__Dataset__
+ + + + +
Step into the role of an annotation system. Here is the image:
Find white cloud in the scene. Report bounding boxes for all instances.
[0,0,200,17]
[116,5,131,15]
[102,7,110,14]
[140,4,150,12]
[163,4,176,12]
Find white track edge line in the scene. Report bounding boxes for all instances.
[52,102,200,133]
+ + + + +
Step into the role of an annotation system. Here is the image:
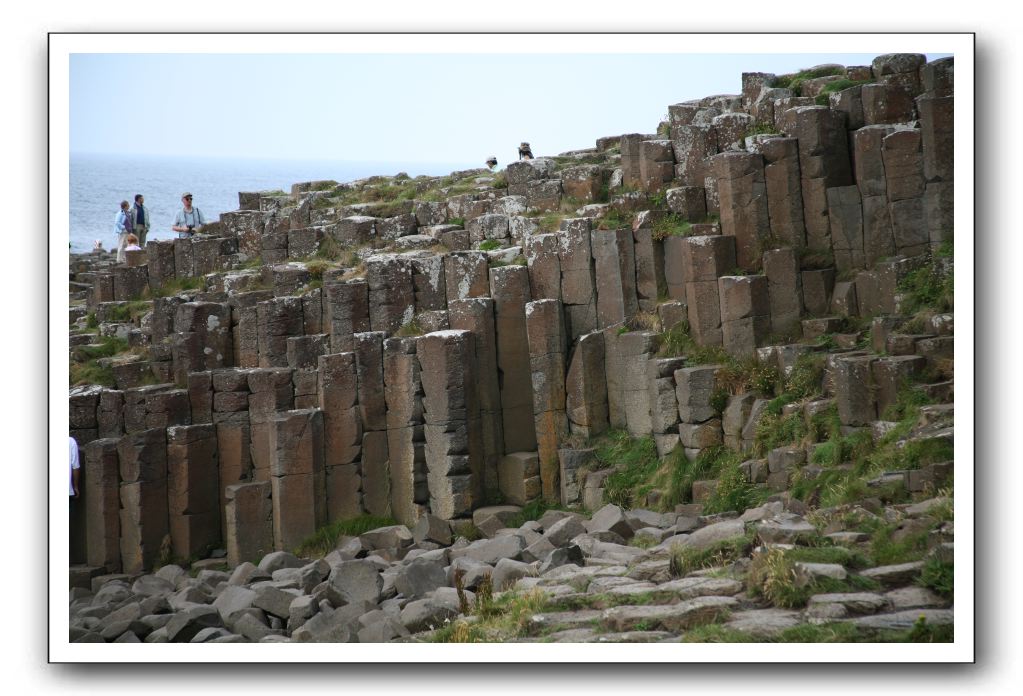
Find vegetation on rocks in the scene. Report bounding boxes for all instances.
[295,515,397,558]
+ + + + +
Copy the lines from the one containing "Find white track" through the one containing "[52,102,200,133]", requests included, and shift every bounding-box coordinate in the answers by -146.

__Answer to this exercise__
Find white track edge line in the scene. Report bounding boxes for all instances.
[-94,-44,54,-13]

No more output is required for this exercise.